◆ **Data provided**
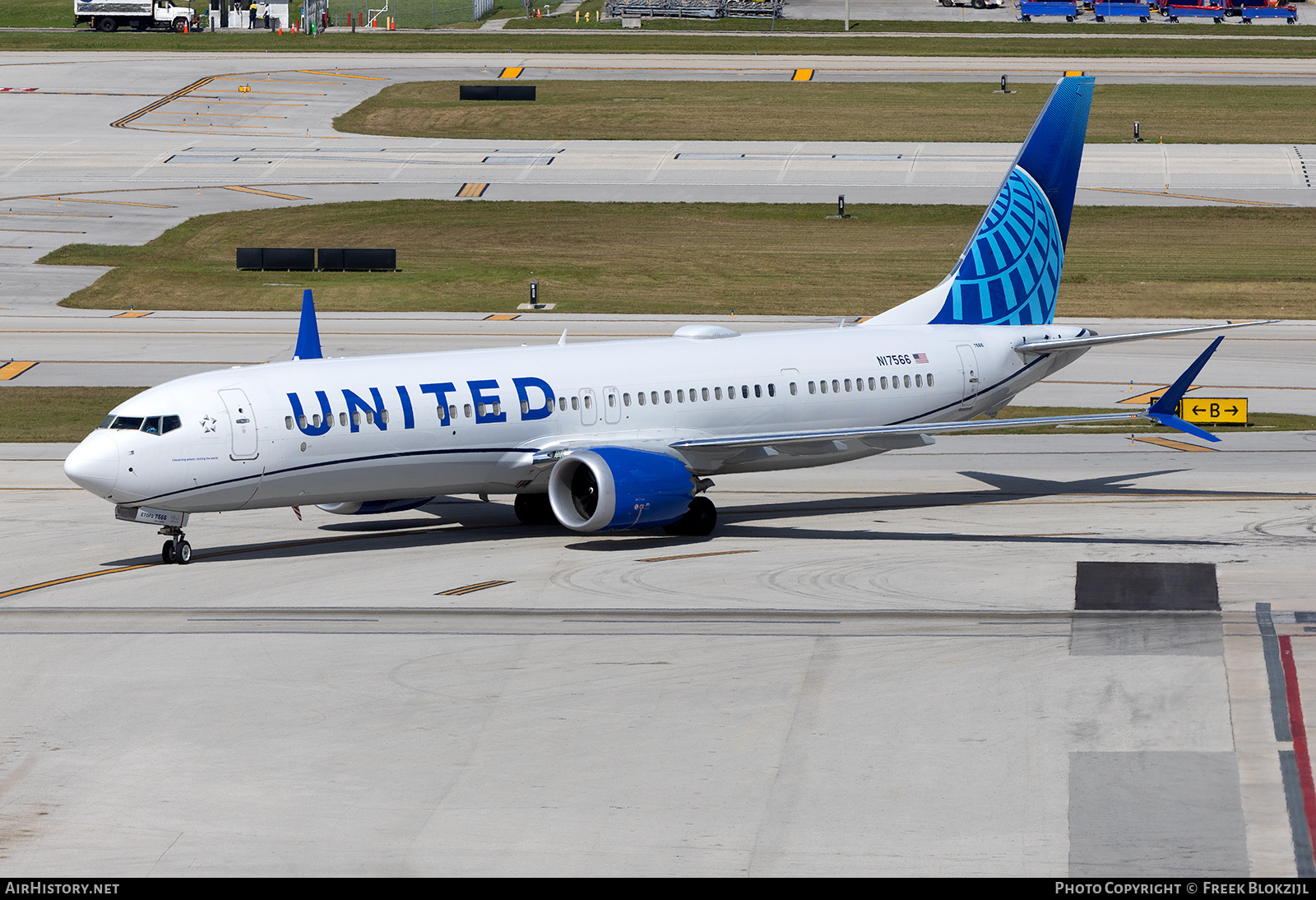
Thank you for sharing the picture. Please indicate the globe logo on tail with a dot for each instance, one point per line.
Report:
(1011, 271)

* * *

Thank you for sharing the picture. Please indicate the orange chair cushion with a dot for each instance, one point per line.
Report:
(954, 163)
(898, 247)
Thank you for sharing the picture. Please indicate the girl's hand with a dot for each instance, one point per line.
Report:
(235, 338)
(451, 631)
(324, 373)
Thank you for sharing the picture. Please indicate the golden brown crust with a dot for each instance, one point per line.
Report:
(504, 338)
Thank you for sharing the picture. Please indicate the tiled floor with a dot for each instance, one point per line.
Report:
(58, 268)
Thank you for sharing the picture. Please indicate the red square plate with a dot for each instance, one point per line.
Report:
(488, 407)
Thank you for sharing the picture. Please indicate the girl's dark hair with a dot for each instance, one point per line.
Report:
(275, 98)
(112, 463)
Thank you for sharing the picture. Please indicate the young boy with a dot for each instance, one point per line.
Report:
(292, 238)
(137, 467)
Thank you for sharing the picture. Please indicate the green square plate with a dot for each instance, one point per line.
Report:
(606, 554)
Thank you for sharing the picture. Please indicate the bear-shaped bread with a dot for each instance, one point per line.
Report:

---

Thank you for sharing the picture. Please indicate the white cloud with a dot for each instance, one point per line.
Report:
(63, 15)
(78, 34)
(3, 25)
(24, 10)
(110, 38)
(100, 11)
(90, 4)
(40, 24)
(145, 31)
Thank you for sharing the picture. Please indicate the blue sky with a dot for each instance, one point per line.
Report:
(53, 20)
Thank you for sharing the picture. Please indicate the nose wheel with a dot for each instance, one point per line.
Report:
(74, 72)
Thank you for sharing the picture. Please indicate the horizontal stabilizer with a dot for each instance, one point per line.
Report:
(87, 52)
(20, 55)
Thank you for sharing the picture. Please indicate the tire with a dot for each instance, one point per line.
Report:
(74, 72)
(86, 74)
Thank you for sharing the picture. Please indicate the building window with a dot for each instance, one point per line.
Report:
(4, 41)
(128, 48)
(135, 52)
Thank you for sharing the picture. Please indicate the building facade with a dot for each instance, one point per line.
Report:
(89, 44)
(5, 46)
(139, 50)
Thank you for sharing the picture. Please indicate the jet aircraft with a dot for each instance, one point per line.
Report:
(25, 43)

◆ **Written exercise**
Rewrite the lines above, from the one containing "Thank you for sharing the picture. Please indicate the globe" through the one containing "(1011, 271)", inclusive, as a numbered list with blank lines left out.

◆ **Result of this exercise**
1. Thank you for sharing the picture. Please indicate the globe logo on tail with a dot for each instance, one point per line.
2. Report:
3. (1011, 271)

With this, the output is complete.